EXERCISE =
Verbatim copy without images: return all of the data as it stands.

DATA FOR THE TASK Start Marker

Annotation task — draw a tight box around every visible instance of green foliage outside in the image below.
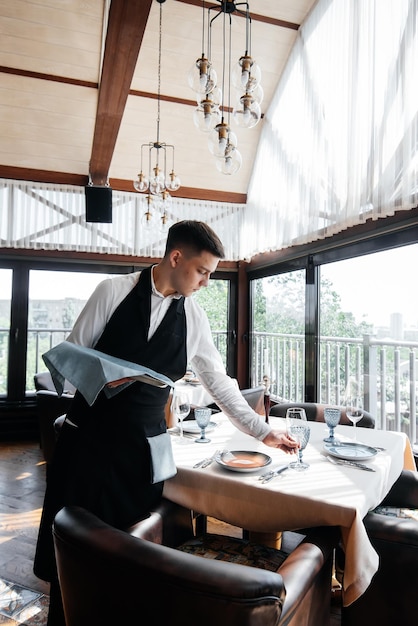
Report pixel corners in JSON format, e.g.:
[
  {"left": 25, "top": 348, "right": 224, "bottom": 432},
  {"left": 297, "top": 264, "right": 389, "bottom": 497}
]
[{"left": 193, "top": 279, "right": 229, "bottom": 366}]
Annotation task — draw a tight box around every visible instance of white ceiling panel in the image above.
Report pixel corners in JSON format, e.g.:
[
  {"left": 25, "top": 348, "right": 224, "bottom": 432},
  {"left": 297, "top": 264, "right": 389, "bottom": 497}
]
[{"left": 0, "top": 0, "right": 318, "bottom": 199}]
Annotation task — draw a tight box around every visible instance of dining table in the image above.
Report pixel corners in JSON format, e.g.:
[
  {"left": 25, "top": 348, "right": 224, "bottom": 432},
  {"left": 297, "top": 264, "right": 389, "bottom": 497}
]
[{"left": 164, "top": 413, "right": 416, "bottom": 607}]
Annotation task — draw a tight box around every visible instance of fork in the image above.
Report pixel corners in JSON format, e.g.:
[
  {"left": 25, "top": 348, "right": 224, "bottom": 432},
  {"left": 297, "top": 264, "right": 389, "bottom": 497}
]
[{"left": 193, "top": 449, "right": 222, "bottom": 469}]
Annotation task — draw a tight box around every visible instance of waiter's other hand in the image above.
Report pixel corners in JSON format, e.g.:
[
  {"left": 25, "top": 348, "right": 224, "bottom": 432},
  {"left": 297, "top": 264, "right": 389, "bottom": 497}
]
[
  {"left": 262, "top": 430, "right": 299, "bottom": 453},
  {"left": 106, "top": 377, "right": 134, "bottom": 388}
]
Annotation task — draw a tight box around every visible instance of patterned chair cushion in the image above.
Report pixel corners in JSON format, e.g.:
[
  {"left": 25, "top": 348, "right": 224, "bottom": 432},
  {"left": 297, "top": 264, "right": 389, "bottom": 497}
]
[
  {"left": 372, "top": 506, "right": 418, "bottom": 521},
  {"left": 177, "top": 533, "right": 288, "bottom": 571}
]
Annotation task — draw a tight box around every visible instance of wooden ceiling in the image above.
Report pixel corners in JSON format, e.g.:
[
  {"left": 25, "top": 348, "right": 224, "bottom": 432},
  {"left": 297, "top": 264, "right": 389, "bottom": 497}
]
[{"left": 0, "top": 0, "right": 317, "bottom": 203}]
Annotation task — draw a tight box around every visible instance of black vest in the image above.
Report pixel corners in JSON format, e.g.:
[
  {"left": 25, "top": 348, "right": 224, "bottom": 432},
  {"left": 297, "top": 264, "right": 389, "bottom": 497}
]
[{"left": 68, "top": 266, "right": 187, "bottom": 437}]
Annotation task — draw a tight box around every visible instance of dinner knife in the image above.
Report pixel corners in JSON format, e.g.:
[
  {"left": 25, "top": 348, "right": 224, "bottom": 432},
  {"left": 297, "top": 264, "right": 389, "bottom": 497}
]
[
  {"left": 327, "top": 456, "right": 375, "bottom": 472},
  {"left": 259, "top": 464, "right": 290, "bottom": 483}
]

DATA FOR THE TASK End Marker

ANSWER BELOW =
Annotation task — draw a tight box around every visible instance of green foliage outside in the image below.
Report pixel corners in JSON format, e.g.:
[
  {"left": 25, "top": 348, "right": 224, "bottom": 432},
  {"left": 297, "top": 264, "right": 389, "bottom": 497}
]
[{"left": 193, "top": 279, "right": 229, "bottom": 366}]
Annotation task — draw a tight box around every visible instance of white ceiling panel in the image above.
Report pixel corners in JSON format, e.g.:
[
  {"left": 25, "top": 348, "right": 224, "bottom": 432},
  {"left": 297, "top": 264, "right": 389, "bottom": 497}
]
[{"left": 0, "top": 0, "right": 318, "bottom": 199}]
Annotation task — draw a tight box around every visible instance of dining table in the image above.
Report pixel corners in JSON format, e.g.:
[
  {"left": 25, "top": 348, "right": 224, "bottom": 432},
  {"left": 297, "top": 264, "right": 389, "bottom": 497}
]
[{"left": 164, "top": 413, "right": 416, "bottom": 607}]
Annotation task — draw a tight box around every visible instance of fork in the image above.
Report pixel corners in JSON format, e.g.:
[
  {"left": 25, "top": 348, "right": 224, "bottom": 432},
  {"left": 297, "top": 264, "right": 389, "bottom": 497}
]
[{"left": 193, "top": 449, "right": 222, "bottom": 469}]
Annotation task — draw a tight box around every visible instance of waiter's other hand in the image above.
Report pixel corners in JSON format, e.g.:
[
  {"left": 25, "top": 348, "right": 224, "bottom": 432},
  {"left": 297, "top": 264, "right": 389, "bottom": 497}
]
[
  {"left": 262, "top": 430, "right": 299, "bottom": 453},
  {"left": 106, "top": 377, "right": 134, "bottom": 388}
]
Annotation task — draw a tight box around every visible instance of patterned chair cushion in the image above.
Report pixel corners in JSON format, e.g.:
[
  {"left": 25, "top": 348, "right": 224, "bottom": 432},
  {"left": 297, "top": 264, "right": 389, "bottom": 497}
]
[
  {"left": 372, "top": 506, "right": 418, "bottom": 521},
  {"left": 177, "top": 533, "right": 288, "bottom": 571}
]
Annotation task — draw a tight box around every visible instance of wooden ceiling in the image above.
Report pixel corners in JSON format, e.g.:
[
  {"left": 25, "top": 348, "right": 224, "bottom": 432},
  {"left": 297, "top": 264, "right": 389, "bottom": 497}
]
[{"left": 0, "top": 0, "right": 317, "bottom": 203}]
Annotation task — draw a tight box around every visible instance of black vest in the image above.
Report pixel corners in JSON format, e.g.:
[
  {"left": 25, "top": 348, "right": 224, "bottom": 432},
  {"left": 297, "top": 264, "right": 389, "bottom": 497}
]
[{"left": 68, "top": 266, "right": 187, "bottom": 437}]
Annotation task — draw a tight box around every visible instance of dinner knife in the image above.
Report pixel corners in JSON format, e.g.:
[
  {"left": 25, "top": 348, "right": 224, "bottom": 432},
  {"left": 297, "top": 264, "right": 389, "bottom": 497}
]
[
  {"left": 327, "top": 456, "right": 375, "bottom": 472},
  {"left": 259, "top": 464, "right": 290, "bottom": 483}
]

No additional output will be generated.